Este redescubrimiento del «nosotros» es demasiado valioso como para para dejarlo pasar. Como sociedad no podemos permitirnos el lujo de considerarlo un tesoro efímero fruto de una ensoñación temporal, de un «fue bonito mientras duró». Tenemos la responsabilidad de incorporarlo en nuestro ADN y hacerlo crecer. Demostrarnos a nosotros mismos y a los que estén por venir que, en definitiva, no solo sabemos sobrevivir a las grandes tragedias sino también aprender lecciones de ellas.

— Datos proporcionados —
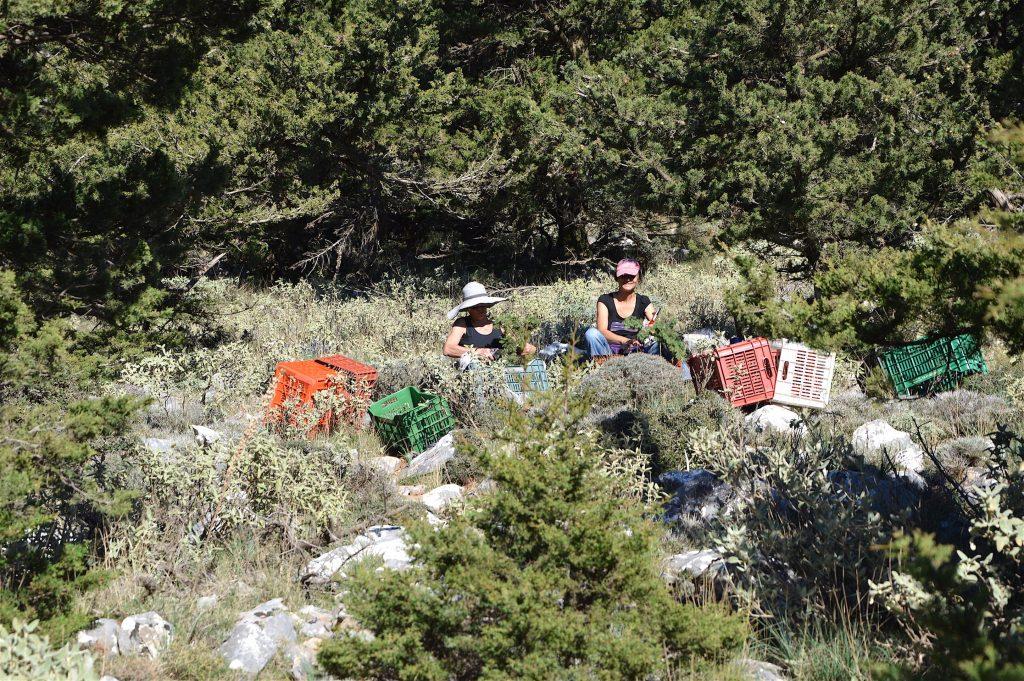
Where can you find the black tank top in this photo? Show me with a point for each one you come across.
(638, 310)
(474, 338)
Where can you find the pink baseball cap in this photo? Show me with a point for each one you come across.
(627, 266)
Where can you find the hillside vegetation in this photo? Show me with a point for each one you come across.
(194, 192)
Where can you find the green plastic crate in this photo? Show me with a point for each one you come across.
(933, 365)
(522, 380)
(411, 420)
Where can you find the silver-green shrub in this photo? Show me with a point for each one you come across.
(799, 545)
(195, 497)
(26, 654)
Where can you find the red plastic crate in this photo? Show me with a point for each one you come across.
(742, 373)
(297, 382)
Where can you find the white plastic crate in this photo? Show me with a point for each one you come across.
(803, 376)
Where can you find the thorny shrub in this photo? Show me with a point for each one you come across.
(197, 496)
(395, 322)
(671, 422)
(968, 602)
(633, 382)
(26, 654)
(551, 576)
(799, 544)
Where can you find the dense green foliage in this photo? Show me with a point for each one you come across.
(53, 496)
(968, 275)
(970, 599)
(552, 576)
(142, 138)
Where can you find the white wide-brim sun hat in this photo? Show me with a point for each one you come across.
(473, 294)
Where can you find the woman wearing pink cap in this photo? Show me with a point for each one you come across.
(611, 336)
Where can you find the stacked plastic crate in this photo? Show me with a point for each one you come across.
(743, 373)
(298, 384)
(932, 365)
(411, 421)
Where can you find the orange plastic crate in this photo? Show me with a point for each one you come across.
(742, 373)
(297, 382)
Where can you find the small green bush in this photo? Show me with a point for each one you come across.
(27, 654)
(633, 382)
(801, 549)
(672, 421)
(549, 577)
(968, 600)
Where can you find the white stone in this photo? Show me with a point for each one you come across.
(146, 634)
(878, 435)
(881, 438)
(280, 628)
(205, 436)
(693, 563)
(387, 465)
(432, 459)
(248, 648)
(386, 542)
(159, 444)
(438, 498)
(263, 610)
(411, 490)
(101, 639)
(772, 418)
(204, 603)
(755, 670)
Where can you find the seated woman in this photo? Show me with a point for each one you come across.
(475, 335)
(611, 336)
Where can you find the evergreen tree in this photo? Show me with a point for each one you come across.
(551, 576)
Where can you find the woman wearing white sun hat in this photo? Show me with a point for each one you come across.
(475, 335)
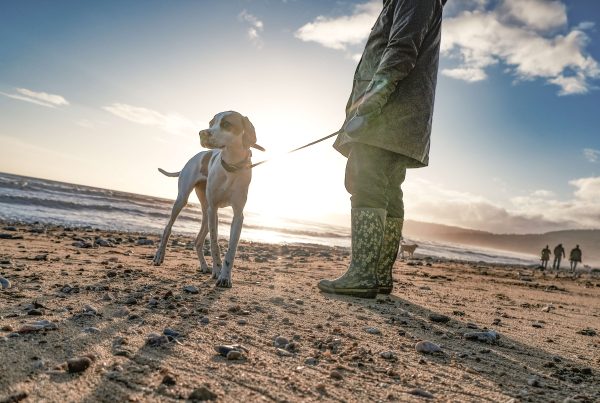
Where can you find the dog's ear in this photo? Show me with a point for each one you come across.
(249, 138)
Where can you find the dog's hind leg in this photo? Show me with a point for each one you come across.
(234, 238)
(215, 251)
(200, 192)
(182, 197)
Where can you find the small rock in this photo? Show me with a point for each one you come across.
(438, 318)
(427, 347)
(202, 394)
(283, 353)
(372, 330)
(37, 326)
(387, 355)
(487, 337)
(156, 340)
(90, 310)
(4, 283)
(280, 341)
(171, 333)
(35, 312)
(234, 355)
(588, 331)
(145, 242)
(78, 364)
(169, 380)
(311, 361)
(224, 349)
(337, 375)
(191, 289)
(421, 393)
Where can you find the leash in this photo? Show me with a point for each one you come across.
(300, 148)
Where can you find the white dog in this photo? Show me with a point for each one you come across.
(221, 178)
(409, 249)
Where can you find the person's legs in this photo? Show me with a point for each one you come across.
(393, 226)
(367, 178)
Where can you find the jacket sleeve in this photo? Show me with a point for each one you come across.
(411, 22)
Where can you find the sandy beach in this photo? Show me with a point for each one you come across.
(87, 318)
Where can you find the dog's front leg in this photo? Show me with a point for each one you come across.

— Consigna —
Sustituye «tesoro» por «regalo» y copia el texto para analizar comenzando en «Este redescubrimiento del» y terminando en «lecciones de ellas.». El material procede de otra fuente distinta.

— Resultado —
Este redescubrimiento del «nosotros» es demasiado valioso como para para dejarlo pasar. Como sociedad no podemos permitirnos el lujo de considerarlo un regalo efímero fruto de una ensoñación temporal, de un «fue bonito mientras duró». Tenemos la responsabilidad de incorporarlo en nuestro ADN y hacerlo crecer. Demostrarnos a nosotros mismos y a los que estén por venir que, en definitiva, no solo sabemos sobrevivir a las grandes tragedias sino también aprender lecciones de ellas.